* 原文
メモリ調査は、調査対象PCのメモリ内を調査すること。不正プログラムの実体や使用する通信ポートを解析します。メモリ情報は、電源を落とすと消えてしまうため、PCの挙動に異常があっても、むやみに再起動をさせないよう注意喚起を行っておくことが重要です。

ネットワーク調査編

ネットワーク調査はネットワーク全体を調査するものであり、次の2つの種類があります。
・5.サーバ履歴調査
・6.通信内容の調査
順を追ってみていきます。

5.サーバ履歴調査

サーバ履歴調査は、調査対象におけるネットワーク上の認証サーバ、ファイルサーバなどの各種サーバを調査すること。不正プログラムの実体や漏洩対象のファイル、通信ポートなどを解析します。各種サーバの履歴情報を組み合わせて調査することで、調査内容を浮彫にすることが可能です。この調査を有効に行うためには、各種履歴をどれだけ残しておくかポリシーを定めておくことが重要です。

6.通信内容の調査

通信内容の調査は、専用機器を用いて通信内容の調査を行うこと。ネットワーク全ての通信記録や、遠隔操作ウイルスの通信内容、外部へ漏洩したファイルの実体を取得します。予め、通信負荷等を考慮し、専用機器を導入しておく必要があります。

(領域ポイント指定データ)

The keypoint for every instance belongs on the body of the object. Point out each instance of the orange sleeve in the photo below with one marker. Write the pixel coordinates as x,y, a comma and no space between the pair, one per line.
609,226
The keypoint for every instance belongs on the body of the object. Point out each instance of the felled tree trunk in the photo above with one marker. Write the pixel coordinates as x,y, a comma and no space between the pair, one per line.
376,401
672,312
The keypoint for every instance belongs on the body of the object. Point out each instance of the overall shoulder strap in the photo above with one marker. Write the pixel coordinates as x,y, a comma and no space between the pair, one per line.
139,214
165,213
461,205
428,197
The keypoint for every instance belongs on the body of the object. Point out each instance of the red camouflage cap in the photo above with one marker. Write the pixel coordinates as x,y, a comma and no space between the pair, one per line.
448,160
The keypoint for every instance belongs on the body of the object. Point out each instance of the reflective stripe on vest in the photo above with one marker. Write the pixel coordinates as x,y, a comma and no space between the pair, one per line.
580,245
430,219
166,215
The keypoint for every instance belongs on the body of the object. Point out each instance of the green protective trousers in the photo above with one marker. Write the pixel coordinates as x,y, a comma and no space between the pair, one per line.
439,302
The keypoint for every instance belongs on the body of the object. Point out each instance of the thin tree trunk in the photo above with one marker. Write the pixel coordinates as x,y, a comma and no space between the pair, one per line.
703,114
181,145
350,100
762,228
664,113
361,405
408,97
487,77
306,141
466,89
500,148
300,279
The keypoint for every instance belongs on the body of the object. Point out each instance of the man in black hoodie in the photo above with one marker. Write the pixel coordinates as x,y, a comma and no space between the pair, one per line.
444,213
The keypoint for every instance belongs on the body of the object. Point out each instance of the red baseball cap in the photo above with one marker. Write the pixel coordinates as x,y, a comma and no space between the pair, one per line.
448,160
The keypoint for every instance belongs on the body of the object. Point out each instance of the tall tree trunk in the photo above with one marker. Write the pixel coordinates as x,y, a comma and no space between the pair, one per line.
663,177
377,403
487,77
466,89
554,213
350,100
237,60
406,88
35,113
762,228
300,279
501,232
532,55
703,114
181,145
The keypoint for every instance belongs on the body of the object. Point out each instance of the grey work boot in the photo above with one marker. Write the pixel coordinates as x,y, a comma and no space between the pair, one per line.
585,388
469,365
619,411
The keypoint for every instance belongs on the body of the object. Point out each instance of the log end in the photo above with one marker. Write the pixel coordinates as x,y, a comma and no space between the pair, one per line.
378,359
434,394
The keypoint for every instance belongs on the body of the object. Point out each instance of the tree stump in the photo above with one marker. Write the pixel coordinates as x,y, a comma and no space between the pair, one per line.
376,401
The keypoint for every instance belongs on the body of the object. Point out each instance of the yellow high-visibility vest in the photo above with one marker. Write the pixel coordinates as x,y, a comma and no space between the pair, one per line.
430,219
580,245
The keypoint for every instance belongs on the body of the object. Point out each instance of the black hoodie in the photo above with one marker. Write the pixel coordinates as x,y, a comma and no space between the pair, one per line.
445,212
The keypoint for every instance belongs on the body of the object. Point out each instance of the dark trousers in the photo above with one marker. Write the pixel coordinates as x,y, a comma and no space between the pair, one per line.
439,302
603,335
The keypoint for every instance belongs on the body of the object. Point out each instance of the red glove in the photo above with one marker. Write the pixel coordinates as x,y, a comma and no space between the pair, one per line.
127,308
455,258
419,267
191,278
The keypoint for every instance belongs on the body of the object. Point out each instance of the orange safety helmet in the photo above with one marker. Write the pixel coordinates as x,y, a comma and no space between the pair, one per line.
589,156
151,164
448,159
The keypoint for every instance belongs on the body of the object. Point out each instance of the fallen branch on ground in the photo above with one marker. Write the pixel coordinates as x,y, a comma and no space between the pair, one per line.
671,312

* 作業課題
上の調査手法の解説文のうち、「メモリ調査は、調査対象PCの」から「るものであり、次の2つの種類があります。」までの部分を一字も変えずに出力してください。

* 回答欄
メモリ調査は、調査対象PCのメモリ内を調査すること。不正プログラムの実体や使用する通信ポートを解析します。メモリ情報は、電源を落とすと消えてしまうため、PCの挙動に異常があっても、むやみに再起動をさせないよう注意喚起を行っておくことが重要です。

ネットワーク調査編

ネットワーク調査はネットワーク全体を調査するものであり、次の2つの種類があります。